_Work to complete_. The required result is each line of the entries below containing the string "white".

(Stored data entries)

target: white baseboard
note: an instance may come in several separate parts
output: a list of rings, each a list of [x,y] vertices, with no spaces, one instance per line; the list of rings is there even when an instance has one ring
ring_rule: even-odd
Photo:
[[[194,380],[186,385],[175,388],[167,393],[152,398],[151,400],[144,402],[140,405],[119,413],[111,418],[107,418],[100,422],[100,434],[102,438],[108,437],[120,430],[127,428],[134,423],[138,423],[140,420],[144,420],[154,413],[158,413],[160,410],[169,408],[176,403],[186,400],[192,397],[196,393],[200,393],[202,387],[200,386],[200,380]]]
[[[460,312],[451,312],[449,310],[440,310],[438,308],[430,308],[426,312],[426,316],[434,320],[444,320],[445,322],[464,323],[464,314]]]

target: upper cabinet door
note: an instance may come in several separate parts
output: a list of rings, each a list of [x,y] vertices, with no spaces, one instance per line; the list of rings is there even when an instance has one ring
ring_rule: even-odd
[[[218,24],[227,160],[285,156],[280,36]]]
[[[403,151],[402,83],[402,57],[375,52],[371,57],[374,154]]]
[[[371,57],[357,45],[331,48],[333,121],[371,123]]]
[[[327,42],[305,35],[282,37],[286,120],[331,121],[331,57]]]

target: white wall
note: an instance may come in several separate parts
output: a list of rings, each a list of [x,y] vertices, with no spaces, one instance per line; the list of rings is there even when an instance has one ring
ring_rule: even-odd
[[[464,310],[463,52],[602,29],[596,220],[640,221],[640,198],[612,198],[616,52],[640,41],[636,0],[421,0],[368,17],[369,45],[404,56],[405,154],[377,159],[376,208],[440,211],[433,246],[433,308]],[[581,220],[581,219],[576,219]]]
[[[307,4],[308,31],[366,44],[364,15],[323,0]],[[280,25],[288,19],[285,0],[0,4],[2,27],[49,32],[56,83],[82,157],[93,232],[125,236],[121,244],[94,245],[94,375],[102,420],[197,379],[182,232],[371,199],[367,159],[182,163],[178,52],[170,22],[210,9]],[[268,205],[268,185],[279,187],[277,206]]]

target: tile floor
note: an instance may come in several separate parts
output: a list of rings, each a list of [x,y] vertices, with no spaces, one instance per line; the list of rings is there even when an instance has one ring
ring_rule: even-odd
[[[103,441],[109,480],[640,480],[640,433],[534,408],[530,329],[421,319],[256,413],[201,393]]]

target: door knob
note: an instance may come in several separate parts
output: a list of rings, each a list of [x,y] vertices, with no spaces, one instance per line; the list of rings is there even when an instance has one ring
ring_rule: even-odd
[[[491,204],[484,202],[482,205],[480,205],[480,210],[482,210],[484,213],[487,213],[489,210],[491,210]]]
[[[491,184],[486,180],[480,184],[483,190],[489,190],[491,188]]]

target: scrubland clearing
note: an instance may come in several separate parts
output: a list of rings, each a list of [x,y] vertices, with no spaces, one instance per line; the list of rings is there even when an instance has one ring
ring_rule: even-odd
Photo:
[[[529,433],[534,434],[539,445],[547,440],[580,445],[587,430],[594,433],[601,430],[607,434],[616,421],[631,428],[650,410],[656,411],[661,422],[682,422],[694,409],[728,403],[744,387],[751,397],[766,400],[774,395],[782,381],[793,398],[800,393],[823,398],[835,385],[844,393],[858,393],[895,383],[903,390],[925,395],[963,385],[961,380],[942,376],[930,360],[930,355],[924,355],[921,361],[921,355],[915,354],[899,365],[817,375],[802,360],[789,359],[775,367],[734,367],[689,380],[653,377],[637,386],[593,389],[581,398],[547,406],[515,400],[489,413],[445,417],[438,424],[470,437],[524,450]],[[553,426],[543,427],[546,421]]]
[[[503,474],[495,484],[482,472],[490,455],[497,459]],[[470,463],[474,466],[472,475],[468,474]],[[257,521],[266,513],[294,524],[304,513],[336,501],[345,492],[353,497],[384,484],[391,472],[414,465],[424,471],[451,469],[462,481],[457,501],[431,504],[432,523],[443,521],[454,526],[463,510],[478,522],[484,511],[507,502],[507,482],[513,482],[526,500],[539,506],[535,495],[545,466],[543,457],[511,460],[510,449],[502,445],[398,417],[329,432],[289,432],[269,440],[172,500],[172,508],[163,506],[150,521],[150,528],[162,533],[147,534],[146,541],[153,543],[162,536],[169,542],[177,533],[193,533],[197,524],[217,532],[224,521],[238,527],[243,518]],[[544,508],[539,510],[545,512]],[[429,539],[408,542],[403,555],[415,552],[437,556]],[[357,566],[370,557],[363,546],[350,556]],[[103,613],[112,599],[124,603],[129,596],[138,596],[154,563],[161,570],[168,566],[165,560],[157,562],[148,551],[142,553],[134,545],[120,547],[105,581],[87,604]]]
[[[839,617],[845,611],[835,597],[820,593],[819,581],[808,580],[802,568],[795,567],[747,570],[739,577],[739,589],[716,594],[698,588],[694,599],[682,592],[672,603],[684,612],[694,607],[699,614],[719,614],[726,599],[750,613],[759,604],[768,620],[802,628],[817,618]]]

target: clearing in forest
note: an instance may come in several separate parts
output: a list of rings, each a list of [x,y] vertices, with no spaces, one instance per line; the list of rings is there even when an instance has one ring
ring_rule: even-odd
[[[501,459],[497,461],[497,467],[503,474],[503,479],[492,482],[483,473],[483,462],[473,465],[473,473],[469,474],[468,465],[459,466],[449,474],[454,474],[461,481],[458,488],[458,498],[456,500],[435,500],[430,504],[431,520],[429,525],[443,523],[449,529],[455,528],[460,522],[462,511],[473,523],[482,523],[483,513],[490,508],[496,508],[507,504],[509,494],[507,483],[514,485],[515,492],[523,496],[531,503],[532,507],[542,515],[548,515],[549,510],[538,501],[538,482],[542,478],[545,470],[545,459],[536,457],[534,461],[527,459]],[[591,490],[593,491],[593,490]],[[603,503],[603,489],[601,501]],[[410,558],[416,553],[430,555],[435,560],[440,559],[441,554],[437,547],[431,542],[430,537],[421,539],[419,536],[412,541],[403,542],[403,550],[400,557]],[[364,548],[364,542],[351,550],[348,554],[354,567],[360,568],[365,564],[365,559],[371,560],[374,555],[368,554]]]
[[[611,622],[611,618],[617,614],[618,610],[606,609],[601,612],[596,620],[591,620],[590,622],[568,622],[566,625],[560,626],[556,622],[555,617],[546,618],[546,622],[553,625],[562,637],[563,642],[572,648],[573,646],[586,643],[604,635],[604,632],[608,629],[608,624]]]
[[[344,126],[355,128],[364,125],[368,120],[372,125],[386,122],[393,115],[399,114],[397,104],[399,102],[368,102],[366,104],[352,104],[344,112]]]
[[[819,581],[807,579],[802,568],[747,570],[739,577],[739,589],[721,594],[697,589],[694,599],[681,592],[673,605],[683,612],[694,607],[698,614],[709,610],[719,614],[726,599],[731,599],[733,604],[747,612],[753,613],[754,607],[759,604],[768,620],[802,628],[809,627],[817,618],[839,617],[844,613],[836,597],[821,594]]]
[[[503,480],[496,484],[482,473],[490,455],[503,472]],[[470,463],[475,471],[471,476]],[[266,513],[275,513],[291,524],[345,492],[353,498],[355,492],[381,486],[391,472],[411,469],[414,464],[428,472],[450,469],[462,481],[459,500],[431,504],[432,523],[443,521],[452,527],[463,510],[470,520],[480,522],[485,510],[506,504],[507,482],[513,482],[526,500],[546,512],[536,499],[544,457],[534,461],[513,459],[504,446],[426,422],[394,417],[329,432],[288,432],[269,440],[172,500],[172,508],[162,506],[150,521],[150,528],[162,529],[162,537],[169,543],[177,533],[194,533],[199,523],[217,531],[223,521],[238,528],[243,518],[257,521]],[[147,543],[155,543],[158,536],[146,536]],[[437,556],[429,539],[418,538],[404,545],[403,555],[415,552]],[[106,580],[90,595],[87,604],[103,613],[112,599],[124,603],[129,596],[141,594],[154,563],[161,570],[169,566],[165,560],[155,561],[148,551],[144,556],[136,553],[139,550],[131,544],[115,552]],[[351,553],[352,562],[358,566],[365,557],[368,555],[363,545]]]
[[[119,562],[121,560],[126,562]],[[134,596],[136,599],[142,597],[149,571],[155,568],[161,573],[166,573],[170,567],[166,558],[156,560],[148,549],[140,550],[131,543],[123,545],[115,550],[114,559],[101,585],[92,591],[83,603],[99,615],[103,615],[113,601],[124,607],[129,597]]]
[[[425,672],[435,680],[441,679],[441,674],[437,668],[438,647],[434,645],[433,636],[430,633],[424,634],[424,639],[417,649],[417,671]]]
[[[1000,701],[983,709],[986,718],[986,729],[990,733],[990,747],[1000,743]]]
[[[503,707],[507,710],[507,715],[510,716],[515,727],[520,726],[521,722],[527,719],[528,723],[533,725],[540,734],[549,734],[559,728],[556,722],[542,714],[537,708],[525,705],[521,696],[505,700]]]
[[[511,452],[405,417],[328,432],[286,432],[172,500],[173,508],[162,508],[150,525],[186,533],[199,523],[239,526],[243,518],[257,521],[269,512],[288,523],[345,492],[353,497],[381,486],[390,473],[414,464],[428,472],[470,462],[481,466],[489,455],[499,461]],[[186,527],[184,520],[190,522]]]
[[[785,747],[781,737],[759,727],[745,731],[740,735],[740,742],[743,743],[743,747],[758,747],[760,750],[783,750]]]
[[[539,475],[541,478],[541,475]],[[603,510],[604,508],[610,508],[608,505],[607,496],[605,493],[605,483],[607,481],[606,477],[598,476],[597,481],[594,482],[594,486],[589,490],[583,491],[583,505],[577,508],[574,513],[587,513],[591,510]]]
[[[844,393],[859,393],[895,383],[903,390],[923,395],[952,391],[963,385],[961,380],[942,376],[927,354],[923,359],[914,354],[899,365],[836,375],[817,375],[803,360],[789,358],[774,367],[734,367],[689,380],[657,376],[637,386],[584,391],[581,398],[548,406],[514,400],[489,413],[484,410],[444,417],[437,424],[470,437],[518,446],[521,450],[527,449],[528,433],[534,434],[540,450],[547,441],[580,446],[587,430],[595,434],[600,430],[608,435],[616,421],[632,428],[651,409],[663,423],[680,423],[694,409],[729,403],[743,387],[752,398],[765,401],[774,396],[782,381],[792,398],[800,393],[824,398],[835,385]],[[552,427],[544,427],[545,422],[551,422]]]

_Solution to the exercise_.
target: white baseboard
target: white wall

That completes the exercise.